*** Block opens ***

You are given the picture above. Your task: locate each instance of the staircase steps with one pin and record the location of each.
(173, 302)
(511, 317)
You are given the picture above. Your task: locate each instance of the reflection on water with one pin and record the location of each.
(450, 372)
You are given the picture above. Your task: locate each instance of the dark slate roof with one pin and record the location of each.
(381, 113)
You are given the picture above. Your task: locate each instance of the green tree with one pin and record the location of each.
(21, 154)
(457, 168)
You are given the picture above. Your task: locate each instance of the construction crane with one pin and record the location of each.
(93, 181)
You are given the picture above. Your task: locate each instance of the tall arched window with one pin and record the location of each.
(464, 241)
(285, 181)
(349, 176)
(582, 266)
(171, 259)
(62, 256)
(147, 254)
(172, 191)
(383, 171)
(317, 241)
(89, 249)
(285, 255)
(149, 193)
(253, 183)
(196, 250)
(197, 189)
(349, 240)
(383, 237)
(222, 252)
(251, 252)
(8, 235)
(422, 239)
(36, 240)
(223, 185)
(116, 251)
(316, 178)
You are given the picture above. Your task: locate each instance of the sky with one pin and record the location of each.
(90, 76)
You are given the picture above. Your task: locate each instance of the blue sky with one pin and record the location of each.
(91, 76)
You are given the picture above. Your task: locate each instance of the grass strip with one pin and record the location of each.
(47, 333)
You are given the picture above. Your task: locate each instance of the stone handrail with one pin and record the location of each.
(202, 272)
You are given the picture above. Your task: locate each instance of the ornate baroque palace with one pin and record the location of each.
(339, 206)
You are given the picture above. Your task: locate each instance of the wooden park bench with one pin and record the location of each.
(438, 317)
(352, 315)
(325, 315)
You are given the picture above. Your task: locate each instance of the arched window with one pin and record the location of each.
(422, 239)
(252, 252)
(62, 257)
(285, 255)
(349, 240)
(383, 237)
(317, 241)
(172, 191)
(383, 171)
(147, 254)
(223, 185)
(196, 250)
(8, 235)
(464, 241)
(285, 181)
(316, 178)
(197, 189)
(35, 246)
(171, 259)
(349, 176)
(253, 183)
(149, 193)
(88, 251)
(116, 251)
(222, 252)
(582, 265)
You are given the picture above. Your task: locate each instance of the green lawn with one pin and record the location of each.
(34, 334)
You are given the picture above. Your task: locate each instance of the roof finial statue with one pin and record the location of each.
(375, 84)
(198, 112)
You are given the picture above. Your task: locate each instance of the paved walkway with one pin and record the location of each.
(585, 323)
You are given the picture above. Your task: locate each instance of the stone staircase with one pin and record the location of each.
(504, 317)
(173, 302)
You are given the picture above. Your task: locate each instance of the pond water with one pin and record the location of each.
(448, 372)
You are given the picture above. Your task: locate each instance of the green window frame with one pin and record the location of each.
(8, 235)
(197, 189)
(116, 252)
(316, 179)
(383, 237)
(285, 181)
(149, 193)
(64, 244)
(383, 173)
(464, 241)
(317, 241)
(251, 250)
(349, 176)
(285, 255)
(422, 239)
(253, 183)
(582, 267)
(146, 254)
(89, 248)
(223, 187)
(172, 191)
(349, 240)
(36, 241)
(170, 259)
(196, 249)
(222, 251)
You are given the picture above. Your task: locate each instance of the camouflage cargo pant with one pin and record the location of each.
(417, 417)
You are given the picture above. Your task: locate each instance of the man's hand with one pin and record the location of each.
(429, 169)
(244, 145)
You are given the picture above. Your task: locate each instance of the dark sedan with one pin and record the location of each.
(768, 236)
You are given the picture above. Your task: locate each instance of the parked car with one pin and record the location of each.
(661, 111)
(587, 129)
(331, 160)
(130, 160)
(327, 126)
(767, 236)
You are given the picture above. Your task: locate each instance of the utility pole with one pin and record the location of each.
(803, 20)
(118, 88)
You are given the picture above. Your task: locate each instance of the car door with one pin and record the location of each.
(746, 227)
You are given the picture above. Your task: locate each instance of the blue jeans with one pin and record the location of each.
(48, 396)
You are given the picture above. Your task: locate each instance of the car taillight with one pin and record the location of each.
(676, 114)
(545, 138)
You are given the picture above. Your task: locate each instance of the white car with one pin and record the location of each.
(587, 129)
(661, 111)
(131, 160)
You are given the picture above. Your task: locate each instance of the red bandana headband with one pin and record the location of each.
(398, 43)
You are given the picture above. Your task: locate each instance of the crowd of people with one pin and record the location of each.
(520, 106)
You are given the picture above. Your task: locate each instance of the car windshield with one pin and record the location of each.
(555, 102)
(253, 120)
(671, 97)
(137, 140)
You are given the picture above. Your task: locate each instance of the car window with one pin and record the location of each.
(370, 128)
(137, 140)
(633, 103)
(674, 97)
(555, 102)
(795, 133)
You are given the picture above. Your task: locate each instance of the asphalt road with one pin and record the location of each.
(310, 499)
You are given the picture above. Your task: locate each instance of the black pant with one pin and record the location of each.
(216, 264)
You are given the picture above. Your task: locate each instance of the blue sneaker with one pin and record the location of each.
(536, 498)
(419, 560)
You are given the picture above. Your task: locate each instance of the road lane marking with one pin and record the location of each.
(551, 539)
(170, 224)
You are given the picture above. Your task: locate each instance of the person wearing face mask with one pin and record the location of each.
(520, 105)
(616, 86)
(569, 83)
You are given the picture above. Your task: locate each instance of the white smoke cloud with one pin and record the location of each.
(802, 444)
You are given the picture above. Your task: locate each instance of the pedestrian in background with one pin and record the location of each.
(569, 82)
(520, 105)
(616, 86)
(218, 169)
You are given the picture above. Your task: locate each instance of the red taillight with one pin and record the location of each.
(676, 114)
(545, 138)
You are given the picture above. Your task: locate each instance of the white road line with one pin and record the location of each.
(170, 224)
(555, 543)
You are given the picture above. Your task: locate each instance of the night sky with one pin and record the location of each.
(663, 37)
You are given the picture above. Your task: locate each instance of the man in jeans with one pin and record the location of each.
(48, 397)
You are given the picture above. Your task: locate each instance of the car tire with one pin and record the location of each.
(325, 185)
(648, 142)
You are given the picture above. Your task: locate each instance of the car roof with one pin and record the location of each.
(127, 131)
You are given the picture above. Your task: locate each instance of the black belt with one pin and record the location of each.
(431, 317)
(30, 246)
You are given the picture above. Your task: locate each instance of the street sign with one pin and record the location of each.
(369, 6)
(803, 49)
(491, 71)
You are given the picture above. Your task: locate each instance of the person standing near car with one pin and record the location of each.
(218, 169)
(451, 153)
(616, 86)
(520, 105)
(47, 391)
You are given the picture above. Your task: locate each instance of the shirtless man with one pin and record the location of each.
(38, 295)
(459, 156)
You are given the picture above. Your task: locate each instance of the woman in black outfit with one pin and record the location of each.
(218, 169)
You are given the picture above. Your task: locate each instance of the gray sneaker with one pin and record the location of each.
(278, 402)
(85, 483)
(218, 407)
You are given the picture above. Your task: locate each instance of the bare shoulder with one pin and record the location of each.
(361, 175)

*** Block closes ***

Could you restate the records above word for word?

Answer box =>
You are given the picture above. Your task: locate each instance of the staircase steps with one pin and record the location of each.
(173, 302)
(511, 317)
You are given the picture above. Your task: locate each instance of the reflection on water with one pin and record the location of each.
(450, 372)
You are given the picture above. Your task: locate each instance of the dark slate roof with one pin and record the location of each.
(381, 113)
You are given the picture above. Your task: locate each instance of the green tree with one pin and record the location of each.
(21, 154)
(457, 168)
You are given the picture above. Your task: locate each instance of the construction crane with one pin and record the location of each.
(93, 181)
You are given the picture above. Your task: locate each instance of the tall arched window with one pin and record the location of each.
(464, 241)
(285, 181)
(349, 176)
(582, 266)
(171, 259)
(62, 256)
(147, 254)
(172, 191)
(383, 171)
(317, 241)
(89, 249)
(285, 255)
(149, 193)
(253, 183)
(196, 250)
(197, 189)
(349, 240)
(383, 237)
(222, 252)
(251, 252)
(8, 235)
(422, 239)
(36, 240)
(223, 185)
(116, 251)
(316, 178)
You are given the picture above. Your task: locate each instance of the sky with one pin and record the location of each.
(90, 76)
You are given the picture above. Your task: locate each instance of the blue sky with one pin and record the location of each.
(91, 76)
You are given the picture above. Your task: locate each instance of the grass strip with one pin and record the location of each.
(47, 333)
You are given the picture above. Your task: locate each instance of the stone handrail with one pin and record the location of each.
(202, 272)
You are given the picture above. Your task: locate each instance of the ornate baroque palace with one pin and record the location of each.
(339, 206)
You are given the picture above. Your task: locate each instance of the wooden park bench with one pin and record the location of each.
(438, 317)
(352, 315)
(325, 315)
You are given the picture above. Your task: locate each instance of the arched window with one pin and record the location of each.
(422, 239)
(252, 252)
(62, 257)
(285, 255)
(349, 240)
(383, 237)
(317, 241)
(172, 191)
(383, 171)
(147, 254)
(223, 185)
(196, 250)
(8, 235)
(464, 241)
(285, 181)
(316, 178)
(197, 189)
(35, 246)
(171, 259)
(349, 176)
(253, 183)
(149, 193)
(88, 251)
(116, 251)
(222, 252)
(582, 265)
You are given the picture above. Your task: locate each instance of the green lawn with one pin and record the location of each.
(34, 334)
You are given the picture above. Your task: locate each instance of the roof finial statue with one pin and record the location of each.
(375, 84)
(198, 112)
You are given the picture above. Your task: locate each instance of the paved walkway with one pin and record the location of each.
(585, 323)
You are given the picture above. Your task: locate each instance of the stone staircase with one pin and record the location of each.
(504, 317)
(173, 302)
You are given the picture above. Your task: locate each instance of the pond water with one pin and record the location of each.
(448, 372)
You are given the picture above. Your task: locate each instance of the green window frame with one pin and record the location of each.
(8, 235)
(197, 189)
(116, 252)
(316, 179)
(383, 237)
(285, 181)
(149, 193)
(64, 244)
(383, 173)
(464, 241)
(317, 241)
(251, 250)
(349, 176)
(285, 255)
(422, 239)
(253, 183)
(582, 267)
(146, 254)
(89, 248)
(223, 187)
(172, 191)
(349, 240)
(36, 241)
(170, 259)
(196, 249)
(222, 251)
You are given the picture above. Your task: locate each instance of the camouflage cargo pant with one pin and record the location of each.
(417, 417)
You are given the picture above. Your task: locate each instance of the man's hand with one pin and record the location of each.
(429, 169)
(244, 145)
You are given the picture above. Your task: locate each instance of the dark sedan with one pin and record the location of each.
(768, 236)
You are given the picture above. Your task: locate each instance of the parked car with one pin and record the location of each.
(661, 111)
(587, 129)
(331, 160)
(130, 160)
(327, 126)
(767, 236)
You are given the picture above. Your task: locate each instance of the utility pole with one pin and record the location of each.
(803, 20)
(118, 88)
You are given the picture above. Your task: locate each instance of the car door with one pin and record the location of each.
(746, 227)
You are given the picture above. Your task: locate each instance of the blue jeans with one pin and record the location of each.
(48, 396)
You are given the picture above. Your task: locate each instance of the car taillight with one pin and record the location of each.
(676, 114)
(545, 138)
You are given the picture above. Your task: locate each instance of the white car with one pin and record the location of each.
(587, 129)
(661, 111)
(131, 160)
You are given the picture above. Your task: locate each instance of the red bandana headband with one pin and record the location of each.
(398, 43)
You are given the picture above. Your task: locate each instance of the crowd of people with one pin and record the location of each.
(520, 106)
You are given the picture above. Your task: locate each instance of the car windshield with one pin and record the location of each.
(555, 102)
(253, 120)
(671, 97)
(137, 140)
You are given the picture above. Your task: locate each instance of the car window with one pin and record the location of each.
(370, 128)
(137, 140)
(633, 103)
(674, 97)
(555, 102)
(795, 133)
You are given the picture above. Your task: locate each instance of the asphalt road with one pin and record the location of each.
(310, 499)
You are given the picture above. Your task: locate each instance of the black pant with one pin and record the location of each.
(216, 264)
You are given the picture above. Your task: locate each instance of the blue sneaker with one pin and record the location of each.
(536, 498)
(419, 560)
You are given the picture above. Your task: locate each instance of the road lane marking with one pin and record the location of each.
(551, 539)
(170, 224)
You are given the picture above. Your task: locate each instance of the person wearing face mask with one pin and record the location of each.
(520, 105)
(616, 86)
(569, 83)
You are given the picture above. Your task: locate each instance of the white smoke cloud with one pin and record the location of each.
(802, 444)
You are given the picture above. Your task: locate each instance of the pedestrian in background with one pin and record the location of each.
(569, 82)
(520, 105)
(616, 86)
(218, 169)
You are given the picture above. Your task: locate each instance of the red taillight with one pin and record the location of each.
(676, 114)
(545, 138)
You are given the picture above. Your task: locate each instance of the white road line with one pin and record the location of each.
(170, 224)
(555, 543)
You are given the picture above. Your task: locate each instance of the night sky with one pin and record the location of each.
(663, 37)
You are given the picture above. Your task: locate each instance of the man in jeans with one pin and record the location of each.
(48, 397)
You are given the picture above. Your task: locate each instance of the car tire with one pin and record the location of each.
(325, 185)
(648, 142)
You are given the picture above. Your task: locate each instance of the car roof with one pin and record the location of each.
(127, 131)
You are given the picture above. Your task: locate each instance of the black belt with one pin and record the location of each.
(431, 317)
(30, 246)
You are given the picture above. Your task: locate each instance of the street sign with one pin and record the location of each.
(369, 6)
(803, 49)
(491, 71)
You are given the picture above. Your task: locate each instance of the person standing near car with one pin and record the location of each.
(218, 169)
(451, 153)
(616, 86)
(520, 105)
(47, 391)
You are given the picture above. Your task: locate each instance of the shirtless man with one pin and record the location of each.
(38, 295)
(459, 156)
You are given the picture above. Your task: locate each instance of the woman in black outfit with one pin and record the location of each.
(218, 169)
You are given the picture above. Your task: locate each instance of the gray sneaker with one pin and record the location of each.
(278, 402)
(85, 483)
(218, 407)
You are given the picture above. Your task: locate each instance of the bare shoulder with one pin and record the location of each.
(361, 175)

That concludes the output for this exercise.